- _Work to be completed_: Repeat the whole listing exactly as written.

○ ○ ○

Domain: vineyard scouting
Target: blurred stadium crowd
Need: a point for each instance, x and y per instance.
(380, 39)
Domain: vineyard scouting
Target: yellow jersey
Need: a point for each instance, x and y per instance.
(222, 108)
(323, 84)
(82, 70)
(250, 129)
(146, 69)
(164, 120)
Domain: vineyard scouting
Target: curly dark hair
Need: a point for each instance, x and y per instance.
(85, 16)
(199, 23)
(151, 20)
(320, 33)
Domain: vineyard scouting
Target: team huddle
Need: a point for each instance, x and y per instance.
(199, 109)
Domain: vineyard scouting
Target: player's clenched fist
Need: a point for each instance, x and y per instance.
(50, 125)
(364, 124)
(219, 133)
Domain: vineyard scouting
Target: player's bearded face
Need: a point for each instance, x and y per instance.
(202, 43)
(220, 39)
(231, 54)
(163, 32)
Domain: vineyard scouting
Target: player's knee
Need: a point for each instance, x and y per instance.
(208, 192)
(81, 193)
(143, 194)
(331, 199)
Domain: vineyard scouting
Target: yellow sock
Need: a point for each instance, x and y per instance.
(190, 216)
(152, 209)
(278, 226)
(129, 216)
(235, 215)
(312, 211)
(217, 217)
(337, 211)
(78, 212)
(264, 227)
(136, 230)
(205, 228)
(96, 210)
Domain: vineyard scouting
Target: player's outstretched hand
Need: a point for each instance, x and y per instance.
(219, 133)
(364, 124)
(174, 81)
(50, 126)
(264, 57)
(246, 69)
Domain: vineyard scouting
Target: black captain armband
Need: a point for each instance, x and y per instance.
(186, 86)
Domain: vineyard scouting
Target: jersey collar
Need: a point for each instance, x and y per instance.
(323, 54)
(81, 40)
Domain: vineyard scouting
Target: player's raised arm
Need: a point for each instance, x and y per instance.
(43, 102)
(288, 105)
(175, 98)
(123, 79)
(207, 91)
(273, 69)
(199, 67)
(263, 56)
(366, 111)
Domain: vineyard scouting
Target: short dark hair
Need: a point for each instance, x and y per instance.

○ ○ ○

- _Problem solution_:
Domain: vineyard scouting
Target: blurred stadium crowd
Need: a point for each instance, x and y per instance.
(380, 39)
Domain: vineyard scouting
Target: yellow jersey
Need: a point for each instance, x and y per instance.
(222, 108)
(323, 84)
(82, 70)
(250, 129)
(146, 69)
(164, 120)
Domain: vineyard scouting
Target: curly dark hair
Need: a point for each instance, x and y per instance.
(85, 16)
(199, 23)
(151, 20)
(320, 33)
Domain: vineyard scouting
Target: team huddle
Need: a point for each instance, x and y per instance.
(199, 109)
Domain: vineyard scouting
Target: player's clenched fist
Need: a point for each instance, x and y per instance.
(50, 125)
(364, 124)
(219, 133)
Domain: vineyard scouting
Target: player's bearded face
Need: a point for each instance, x and y per instance.
(202, 43)
(220, 39)
(231, 54)
(163, 32)
Domain: vineyard scouting
Target: player's knee
Need: a point for each instance, x and y per instance.
(208, 192)
(81, 193)
(143, 194)
(331, 199)
Domain: vineyard scouting
Target: yellow sock
Need: a point for each instance, x and y per instance.
(190, 216)
(152, 209)
(278, 226)
(129, 216)
(235, 215)
(312, 211)
(217, 217)
(337, 211)
(78, 212)
(264, 227)
(136, 230)
(205, 228)
(96, 210)
Domain: vineyard scouting
Target: player's outstretched hand
Need: a point for each instance, x and y per instance.
(219, 133)
(364, 124)
(174, 81)
(50, 126)
(264, 57)
(246, 69)
Domain: vineyard scouting
Target: black captain armband
Need: a point for each instance, x and y per instance.
(186, 86)
Domain: vineyard scouting
Target: jersey collar
Need: a point for each instance, x and y per instance.
(323, 54)
(81, 40)
Domain: vineyard scouting
Target: player's raised arm
Need: a point for each instance, x and y per instance.
(43, 102)
(288, 105)
(175, 98)
(123, 79)
(207, 91)
(273, 69)
(199, 67)
(263, 56)
(366, 111)
Domain: vineyard scouting
Target: short dark hair
Need: a point for each instance, x and y per instance.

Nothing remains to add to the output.